> _Objective_
Lay out the records as a Markdown table with the columns Row and Record line, starting from the beginning of the records and going on through the line that contains "[0,264,94,343]", with that line included. Number each row, skip blank lines, and leave the pictures out.

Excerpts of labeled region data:
◆ ◆ ◆ ◆ ◆ ◆ ◆
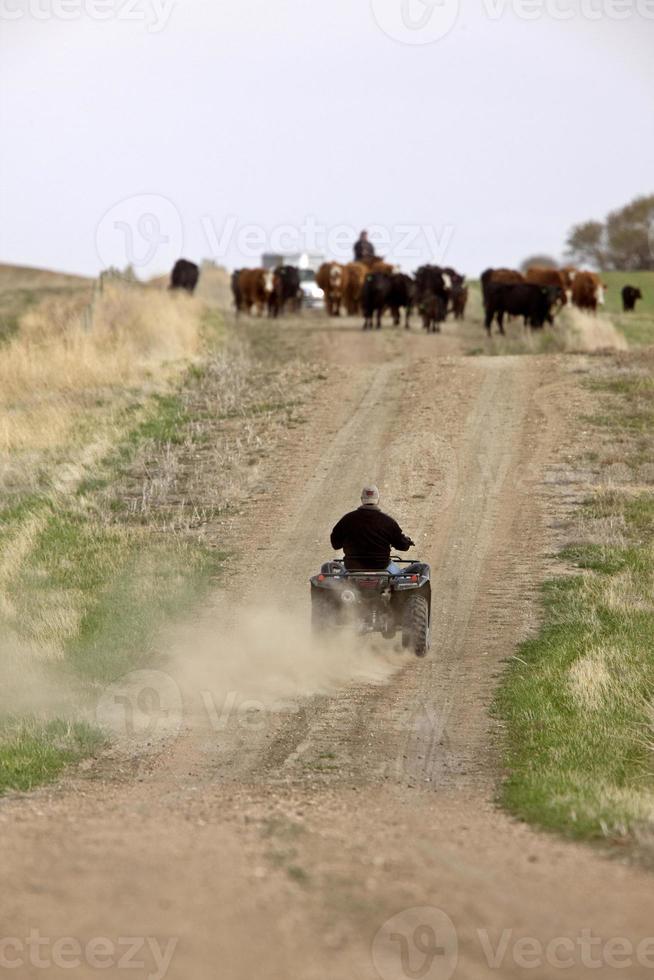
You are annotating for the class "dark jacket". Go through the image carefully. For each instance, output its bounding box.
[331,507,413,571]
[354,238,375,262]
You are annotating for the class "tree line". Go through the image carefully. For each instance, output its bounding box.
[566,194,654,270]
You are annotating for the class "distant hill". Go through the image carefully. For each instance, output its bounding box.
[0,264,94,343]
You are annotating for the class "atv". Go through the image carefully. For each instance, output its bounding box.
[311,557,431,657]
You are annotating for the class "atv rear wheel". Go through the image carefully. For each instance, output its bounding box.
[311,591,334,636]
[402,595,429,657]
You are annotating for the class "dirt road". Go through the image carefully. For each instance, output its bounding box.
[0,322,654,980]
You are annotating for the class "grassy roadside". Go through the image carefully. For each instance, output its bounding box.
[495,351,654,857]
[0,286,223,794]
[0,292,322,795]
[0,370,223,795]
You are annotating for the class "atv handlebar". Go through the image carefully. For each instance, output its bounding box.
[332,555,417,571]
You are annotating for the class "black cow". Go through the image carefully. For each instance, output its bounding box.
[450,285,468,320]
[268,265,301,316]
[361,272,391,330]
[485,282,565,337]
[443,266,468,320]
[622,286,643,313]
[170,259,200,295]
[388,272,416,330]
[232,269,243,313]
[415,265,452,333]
◆ ◆ ◆ ◆ ◆ ◆ ◆
> _The completed task_
| Row | Record line |
|---|---|
| 1 | You are annotating for the class "dark jacket". Go through the image carefully. For each instance, output its bounding box. |
| 2 | [331,507,413,571] |
| 3 | [354,238,375,262] |
| 4 | You are annotating for the class "tree line". Go through the image carefully. For each instance, output its bounding box. |
| 5 | [566,194,654,270] |
| 6 | You are annotating for the class "distant hill". Go through the image carefully. For each instance, output its bounding box. |
| 7 | [0,264,94,343] |